**Given records**

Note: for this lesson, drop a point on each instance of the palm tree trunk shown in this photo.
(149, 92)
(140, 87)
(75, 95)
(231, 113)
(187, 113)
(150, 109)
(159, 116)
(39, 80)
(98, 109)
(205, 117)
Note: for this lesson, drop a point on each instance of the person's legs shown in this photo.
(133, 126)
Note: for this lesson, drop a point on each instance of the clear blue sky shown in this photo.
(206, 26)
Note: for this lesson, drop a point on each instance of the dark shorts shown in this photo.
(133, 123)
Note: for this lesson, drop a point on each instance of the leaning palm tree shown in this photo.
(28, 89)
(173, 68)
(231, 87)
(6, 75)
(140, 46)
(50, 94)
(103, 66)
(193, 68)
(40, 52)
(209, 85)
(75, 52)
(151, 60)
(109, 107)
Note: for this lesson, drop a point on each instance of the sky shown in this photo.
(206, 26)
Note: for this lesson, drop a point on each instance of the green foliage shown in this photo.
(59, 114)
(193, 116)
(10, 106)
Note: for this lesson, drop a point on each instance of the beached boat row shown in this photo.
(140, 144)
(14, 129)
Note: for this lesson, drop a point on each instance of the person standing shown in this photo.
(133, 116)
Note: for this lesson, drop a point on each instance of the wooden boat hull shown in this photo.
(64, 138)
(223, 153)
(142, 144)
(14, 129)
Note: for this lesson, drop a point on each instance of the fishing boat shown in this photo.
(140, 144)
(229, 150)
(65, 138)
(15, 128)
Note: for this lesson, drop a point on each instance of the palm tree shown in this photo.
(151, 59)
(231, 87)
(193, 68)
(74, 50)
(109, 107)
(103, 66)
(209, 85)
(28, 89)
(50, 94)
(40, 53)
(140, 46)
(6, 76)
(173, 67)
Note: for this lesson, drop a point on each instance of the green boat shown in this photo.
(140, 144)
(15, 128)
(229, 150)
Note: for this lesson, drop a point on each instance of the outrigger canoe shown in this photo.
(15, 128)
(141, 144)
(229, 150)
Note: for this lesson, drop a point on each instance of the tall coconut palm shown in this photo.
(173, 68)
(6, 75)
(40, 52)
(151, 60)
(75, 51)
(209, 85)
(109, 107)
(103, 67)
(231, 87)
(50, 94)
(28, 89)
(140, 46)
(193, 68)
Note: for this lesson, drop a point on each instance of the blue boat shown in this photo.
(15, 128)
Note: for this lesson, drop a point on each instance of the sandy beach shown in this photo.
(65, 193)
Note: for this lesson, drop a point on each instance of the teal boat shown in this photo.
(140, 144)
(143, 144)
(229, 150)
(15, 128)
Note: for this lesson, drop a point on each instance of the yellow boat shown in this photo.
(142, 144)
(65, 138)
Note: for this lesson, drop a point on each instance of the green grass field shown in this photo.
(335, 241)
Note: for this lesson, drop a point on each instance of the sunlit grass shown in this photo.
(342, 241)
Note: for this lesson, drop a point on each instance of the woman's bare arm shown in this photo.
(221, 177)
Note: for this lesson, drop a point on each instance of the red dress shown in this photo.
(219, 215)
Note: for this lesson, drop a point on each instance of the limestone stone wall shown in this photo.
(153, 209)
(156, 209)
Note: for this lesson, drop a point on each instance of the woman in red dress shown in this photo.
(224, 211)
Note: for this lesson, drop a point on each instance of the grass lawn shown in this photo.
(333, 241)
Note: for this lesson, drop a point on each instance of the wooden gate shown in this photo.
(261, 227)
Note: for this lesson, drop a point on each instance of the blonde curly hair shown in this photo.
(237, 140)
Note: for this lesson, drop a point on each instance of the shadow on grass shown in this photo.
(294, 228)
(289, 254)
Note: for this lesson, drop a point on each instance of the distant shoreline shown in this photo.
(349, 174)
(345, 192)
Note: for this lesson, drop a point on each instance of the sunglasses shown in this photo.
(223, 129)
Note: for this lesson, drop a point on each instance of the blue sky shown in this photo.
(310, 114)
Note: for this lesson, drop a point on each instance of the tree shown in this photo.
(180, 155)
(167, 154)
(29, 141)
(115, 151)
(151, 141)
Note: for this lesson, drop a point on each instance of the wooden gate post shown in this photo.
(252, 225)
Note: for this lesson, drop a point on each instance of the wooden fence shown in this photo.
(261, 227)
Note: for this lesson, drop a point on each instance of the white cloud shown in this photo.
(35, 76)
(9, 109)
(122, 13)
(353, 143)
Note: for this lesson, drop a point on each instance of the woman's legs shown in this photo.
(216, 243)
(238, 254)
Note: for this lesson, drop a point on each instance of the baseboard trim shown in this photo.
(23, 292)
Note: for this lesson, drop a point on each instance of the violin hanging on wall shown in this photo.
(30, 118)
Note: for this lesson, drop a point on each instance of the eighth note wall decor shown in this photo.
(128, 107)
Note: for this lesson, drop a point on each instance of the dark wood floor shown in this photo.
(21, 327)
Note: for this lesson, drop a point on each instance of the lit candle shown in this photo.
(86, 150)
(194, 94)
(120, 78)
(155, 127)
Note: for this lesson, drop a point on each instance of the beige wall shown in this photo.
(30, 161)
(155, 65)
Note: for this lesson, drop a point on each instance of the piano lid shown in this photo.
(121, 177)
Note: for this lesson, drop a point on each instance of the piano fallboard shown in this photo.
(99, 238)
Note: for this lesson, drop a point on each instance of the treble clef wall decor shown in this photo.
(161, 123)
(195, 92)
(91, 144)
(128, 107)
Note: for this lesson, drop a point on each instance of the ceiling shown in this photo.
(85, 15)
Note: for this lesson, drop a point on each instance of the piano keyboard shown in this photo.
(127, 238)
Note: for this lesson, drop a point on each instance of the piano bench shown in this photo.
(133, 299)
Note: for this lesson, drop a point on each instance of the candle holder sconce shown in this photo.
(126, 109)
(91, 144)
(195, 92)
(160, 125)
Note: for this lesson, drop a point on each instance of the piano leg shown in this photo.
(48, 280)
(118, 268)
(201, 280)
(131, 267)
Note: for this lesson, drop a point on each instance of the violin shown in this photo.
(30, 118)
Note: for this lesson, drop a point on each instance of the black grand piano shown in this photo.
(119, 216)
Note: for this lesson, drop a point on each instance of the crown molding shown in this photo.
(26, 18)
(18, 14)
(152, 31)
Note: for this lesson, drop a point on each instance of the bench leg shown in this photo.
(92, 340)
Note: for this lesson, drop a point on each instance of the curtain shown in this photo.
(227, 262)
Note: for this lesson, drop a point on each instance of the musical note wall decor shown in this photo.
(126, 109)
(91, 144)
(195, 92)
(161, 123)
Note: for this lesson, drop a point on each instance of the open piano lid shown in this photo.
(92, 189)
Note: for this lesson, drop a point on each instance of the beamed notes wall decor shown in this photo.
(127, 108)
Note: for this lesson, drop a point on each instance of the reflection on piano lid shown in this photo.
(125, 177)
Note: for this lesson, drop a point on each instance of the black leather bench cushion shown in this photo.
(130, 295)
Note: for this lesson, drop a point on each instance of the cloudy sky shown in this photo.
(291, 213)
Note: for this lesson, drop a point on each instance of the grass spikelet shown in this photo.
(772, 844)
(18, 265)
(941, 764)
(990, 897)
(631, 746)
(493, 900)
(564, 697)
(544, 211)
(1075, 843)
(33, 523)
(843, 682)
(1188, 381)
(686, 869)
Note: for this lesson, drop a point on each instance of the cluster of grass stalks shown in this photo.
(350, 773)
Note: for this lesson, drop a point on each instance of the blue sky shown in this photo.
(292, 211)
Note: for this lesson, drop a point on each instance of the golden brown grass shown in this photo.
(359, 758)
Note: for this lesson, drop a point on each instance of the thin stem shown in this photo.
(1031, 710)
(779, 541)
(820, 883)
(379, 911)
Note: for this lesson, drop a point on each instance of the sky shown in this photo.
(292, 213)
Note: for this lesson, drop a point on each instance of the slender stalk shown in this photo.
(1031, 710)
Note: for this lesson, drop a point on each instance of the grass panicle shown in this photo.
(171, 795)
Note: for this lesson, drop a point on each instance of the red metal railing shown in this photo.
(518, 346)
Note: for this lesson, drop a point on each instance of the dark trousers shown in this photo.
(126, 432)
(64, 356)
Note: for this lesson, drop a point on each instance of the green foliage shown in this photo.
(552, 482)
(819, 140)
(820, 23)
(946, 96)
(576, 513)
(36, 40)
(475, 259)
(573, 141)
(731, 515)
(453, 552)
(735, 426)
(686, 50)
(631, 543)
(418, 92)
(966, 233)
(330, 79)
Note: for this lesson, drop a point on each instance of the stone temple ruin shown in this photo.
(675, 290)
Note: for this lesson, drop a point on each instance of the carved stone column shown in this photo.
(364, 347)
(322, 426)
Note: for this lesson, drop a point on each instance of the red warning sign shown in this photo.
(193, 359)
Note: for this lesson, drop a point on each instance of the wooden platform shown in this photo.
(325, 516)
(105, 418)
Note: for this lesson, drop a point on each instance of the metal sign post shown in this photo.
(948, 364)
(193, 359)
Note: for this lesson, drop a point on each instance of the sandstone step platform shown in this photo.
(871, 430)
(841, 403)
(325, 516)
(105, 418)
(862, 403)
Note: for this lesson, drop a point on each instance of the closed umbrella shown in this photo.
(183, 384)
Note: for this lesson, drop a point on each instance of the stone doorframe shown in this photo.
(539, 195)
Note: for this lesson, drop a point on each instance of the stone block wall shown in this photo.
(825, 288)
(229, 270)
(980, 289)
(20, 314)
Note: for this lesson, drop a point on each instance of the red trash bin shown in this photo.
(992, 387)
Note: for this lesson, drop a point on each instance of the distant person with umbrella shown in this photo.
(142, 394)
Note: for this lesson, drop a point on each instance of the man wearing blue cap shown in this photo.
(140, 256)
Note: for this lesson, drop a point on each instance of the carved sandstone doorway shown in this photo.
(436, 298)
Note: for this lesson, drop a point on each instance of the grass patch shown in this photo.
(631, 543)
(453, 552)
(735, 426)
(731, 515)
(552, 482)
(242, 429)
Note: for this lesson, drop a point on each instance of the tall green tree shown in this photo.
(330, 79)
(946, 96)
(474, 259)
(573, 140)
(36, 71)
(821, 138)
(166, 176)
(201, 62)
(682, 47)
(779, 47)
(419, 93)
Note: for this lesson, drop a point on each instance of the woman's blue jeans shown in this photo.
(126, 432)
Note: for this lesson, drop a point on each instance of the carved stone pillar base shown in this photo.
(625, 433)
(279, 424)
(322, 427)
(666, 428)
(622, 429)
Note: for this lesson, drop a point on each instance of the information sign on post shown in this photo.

**Exercise aim**
Please extract exactly, and only, the lines from the line containing "step platform shown in this photo." through the last line of the records.

**Result of the task**
Note: for this lesson, drop a point on each instance of the sandstone step platform shown in this photo.
(871, 430)
(841, 403)
(325, 516)
(105, 418)
(862, 403)
Note: for this lesson, drop a point on each instance of the closed umbrella shown in this photo.
(183, 384)
Note: for this lesson, drop a point on each instance of the stone doorframe shown in this photo.
(539, 195)
Note: for this lesson, drop a point on each instance of the stone block wall shown in this photo.
(825, 288)
(229, 270)
(980, 289)
(20, 314)
Note: for this lesson, drop a point on each instance of the red trash bin shown in this photo.
(992, 387)
Note: for this lesson, drop a point on each instance of the distant person with umbrella shown in this photo.
(142, 394)
Note: for this lesson, drop a point on each instance of the man wearing blue cap shown in this photo.
(140, 256)
Note: for this lesson, drop a point on each instance of the carved sandstone doorway shown in this photo.
(436, 298)
Note: for this lesson, drop a point on each instance of the grass patch shown in this photo.
(631, 543)
(453, 552)
(735, 426)
(731, 515)
(552, 482)
(242, 429)
Note: for this lesson, drop a point on each instance of the tall green tree shown in this photo.
(330, 79)
(946, 96)
(474, 259)
(573, 140)
(36, 71)
(821, 138)
(166, 176)
(201, 62)
(682, 47)
(779, 47)
(419, 93)
Note: for this lesson, drop a point on each instance of the woman's blue jeans shown in this photo.
(126, 432)
Note: for this lesson, drop a point on each instance of the carved stone pillar base shown in this photo.
(625, 433)
(279, 424)
(322, 427)
(666, 428)
(622, 429)
Note: for this lesson, drop a point on each instance of the information sign on post shown in this photo.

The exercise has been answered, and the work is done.